TO DO> Pull out every line in the items below that contains the string "visibility", and copy each one in full.

■ ■ ■ ■ ■

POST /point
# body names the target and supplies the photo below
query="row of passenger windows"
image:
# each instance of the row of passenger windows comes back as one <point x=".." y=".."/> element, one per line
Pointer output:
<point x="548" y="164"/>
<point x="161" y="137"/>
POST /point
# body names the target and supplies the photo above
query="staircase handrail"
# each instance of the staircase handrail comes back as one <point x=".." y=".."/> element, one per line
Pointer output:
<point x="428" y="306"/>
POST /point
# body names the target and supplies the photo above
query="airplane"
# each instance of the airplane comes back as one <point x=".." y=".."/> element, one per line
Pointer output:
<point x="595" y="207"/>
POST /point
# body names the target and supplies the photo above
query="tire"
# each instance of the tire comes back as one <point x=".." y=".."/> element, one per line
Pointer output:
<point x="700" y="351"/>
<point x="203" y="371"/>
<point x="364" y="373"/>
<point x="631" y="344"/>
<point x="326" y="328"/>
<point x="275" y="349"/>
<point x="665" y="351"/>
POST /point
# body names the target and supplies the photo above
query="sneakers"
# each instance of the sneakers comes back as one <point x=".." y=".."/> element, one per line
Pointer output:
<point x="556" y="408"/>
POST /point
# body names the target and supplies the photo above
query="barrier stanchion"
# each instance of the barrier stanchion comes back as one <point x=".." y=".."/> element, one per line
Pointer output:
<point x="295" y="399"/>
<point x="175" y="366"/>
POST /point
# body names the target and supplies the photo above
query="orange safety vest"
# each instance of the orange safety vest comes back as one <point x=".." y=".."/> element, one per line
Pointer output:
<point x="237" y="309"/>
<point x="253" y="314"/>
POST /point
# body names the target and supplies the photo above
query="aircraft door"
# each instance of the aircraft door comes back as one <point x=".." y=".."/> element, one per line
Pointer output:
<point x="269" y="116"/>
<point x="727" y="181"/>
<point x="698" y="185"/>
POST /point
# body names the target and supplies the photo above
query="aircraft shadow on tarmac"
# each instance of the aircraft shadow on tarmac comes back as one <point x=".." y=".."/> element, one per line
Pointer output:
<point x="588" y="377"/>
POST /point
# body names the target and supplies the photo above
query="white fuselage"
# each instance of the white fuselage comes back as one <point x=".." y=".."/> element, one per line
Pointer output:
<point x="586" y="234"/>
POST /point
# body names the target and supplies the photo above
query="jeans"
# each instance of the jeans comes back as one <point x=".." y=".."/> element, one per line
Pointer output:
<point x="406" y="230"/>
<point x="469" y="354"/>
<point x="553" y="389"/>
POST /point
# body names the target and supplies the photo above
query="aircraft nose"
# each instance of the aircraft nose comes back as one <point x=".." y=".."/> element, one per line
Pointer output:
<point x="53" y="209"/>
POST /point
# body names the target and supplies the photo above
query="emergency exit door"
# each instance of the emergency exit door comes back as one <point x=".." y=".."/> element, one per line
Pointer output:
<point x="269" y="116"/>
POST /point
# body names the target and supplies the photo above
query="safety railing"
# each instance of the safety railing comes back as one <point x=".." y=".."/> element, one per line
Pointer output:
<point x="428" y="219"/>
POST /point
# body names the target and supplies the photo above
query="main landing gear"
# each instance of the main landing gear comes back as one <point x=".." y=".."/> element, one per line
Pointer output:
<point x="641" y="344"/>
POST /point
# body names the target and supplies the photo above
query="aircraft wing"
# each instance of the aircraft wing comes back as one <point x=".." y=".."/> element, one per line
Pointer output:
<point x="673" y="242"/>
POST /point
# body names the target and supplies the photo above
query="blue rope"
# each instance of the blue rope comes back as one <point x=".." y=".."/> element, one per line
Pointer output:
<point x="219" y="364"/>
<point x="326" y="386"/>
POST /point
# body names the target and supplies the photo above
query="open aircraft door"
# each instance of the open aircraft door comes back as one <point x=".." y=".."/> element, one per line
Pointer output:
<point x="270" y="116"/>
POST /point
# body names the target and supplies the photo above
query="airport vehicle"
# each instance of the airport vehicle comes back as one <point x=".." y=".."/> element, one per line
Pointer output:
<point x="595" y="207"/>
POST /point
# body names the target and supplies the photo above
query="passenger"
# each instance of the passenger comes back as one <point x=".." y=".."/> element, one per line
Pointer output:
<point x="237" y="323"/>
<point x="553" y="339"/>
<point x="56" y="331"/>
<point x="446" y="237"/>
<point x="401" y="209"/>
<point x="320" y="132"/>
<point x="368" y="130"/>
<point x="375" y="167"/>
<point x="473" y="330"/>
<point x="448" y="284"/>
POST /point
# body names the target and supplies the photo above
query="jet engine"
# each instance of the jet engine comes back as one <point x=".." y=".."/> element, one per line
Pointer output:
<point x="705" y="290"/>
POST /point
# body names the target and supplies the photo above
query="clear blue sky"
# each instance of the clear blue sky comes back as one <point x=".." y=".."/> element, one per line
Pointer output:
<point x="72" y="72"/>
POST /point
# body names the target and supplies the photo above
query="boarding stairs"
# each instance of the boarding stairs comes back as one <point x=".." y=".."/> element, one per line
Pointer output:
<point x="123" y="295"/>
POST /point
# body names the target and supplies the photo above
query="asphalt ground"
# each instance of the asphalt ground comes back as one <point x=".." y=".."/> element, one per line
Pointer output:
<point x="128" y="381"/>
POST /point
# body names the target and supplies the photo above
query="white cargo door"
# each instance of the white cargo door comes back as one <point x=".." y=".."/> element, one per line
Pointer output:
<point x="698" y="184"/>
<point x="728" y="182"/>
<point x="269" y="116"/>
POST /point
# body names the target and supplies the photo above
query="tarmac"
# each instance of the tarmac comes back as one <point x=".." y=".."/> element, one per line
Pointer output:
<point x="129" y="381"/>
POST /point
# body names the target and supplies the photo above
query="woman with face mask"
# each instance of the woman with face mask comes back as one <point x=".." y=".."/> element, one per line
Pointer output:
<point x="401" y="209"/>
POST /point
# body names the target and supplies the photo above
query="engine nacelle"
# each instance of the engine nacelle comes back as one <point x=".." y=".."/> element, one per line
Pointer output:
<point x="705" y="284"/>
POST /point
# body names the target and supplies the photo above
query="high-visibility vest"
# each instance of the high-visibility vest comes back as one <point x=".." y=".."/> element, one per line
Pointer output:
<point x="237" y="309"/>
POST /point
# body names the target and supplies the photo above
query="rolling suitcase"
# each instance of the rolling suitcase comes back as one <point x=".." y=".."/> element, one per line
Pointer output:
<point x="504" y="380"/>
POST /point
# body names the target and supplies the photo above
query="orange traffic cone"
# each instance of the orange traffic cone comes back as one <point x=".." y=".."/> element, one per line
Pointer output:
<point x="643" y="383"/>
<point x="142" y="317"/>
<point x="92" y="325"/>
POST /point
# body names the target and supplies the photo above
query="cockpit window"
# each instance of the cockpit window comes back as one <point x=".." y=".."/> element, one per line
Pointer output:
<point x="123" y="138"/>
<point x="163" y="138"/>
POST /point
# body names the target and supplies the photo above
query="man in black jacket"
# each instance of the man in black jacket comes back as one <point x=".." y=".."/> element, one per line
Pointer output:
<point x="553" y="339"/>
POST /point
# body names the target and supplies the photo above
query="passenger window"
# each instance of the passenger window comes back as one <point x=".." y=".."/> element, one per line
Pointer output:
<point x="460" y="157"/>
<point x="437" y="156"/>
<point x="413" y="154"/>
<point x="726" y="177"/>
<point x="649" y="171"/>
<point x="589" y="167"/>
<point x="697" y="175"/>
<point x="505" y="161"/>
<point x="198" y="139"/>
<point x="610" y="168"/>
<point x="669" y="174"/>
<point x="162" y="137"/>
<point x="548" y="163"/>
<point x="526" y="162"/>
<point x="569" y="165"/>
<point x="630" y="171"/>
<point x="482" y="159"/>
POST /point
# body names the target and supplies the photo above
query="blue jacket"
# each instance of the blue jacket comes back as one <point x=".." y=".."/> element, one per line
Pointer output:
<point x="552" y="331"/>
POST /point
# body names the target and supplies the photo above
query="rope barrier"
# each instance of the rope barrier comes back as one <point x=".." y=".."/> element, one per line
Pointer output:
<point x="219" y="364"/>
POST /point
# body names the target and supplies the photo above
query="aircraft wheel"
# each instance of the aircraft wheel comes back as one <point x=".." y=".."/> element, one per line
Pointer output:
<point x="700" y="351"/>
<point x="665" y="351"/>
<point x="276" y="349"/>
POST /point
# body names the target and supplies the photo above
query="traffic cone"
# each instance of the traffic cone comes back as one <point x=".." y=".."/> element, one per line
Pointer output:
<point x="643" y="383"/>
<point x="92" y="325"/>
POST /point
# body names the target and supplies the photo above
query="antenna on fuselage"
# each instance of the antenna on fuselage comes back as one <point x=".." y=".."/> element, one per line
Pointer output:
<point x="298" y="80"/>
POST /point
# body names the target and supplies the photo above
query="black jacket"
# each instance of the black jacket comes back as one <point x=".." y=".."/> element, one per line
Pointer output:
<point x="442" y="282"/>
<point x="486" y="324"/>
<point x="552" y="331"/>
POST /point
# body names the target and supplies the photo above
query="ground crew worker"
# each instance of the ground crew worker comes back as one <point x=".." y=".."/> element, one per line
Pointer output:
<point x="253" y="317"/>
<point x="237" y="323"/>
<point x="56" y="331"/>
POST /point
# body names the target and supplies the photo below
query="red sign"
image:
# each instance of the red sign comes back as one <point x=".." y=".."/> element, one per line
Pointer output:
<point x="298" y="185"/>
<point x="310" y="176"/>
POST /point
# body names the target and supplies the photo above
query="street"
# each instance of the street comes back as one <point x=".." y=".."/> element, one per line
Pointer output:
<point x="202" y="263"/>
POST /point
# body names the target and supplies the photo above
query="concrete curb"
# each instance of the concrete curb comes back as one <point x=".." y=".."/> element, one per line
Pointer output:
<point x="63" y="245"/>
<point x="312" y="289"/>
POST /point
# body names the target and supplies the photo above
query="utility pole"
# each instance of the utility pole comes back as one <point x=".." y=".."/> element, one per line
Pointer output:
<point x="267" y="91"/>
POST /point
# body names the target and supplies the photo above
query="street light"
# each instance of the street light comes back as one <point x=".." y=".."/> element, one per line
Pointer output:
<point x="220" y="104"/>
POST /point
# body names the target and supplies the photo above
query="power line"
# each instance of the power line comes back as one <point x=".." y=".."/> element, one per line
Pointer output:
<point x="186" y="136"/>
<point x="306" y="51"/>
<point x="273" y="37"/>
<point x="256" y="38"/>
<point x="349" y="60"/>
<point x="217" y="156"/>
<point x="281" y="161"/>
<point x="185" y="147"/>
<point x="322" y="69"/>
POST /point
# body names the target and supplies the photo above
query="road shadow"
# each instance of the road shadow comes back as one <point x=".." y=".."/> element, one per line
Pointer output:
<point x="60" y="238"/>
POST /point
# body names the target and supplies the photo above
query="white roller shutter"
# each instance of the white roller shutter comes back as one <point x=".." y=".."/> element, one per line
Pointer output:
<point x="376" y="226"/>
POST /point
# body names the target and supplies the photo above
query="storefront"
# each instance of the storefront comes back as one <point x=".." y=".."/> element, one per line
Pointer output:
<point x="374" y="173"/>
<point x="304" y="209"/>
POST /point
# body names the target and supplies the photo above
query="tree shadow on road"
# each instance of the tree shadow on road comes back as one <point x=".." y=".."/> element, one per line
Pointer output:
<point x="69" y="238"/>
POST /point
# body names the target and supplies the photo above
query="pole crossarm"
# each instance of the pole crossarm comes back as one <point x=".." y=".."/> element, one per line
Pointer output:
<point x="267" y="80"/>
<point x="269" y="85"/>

■ ■ ■ ■ ■

RESULT FOR THIS EXERCISE>
query="high-visibility vest"
# each instance of the high-visibility vest comes back as one <point x=".." y=".."/> element, one per line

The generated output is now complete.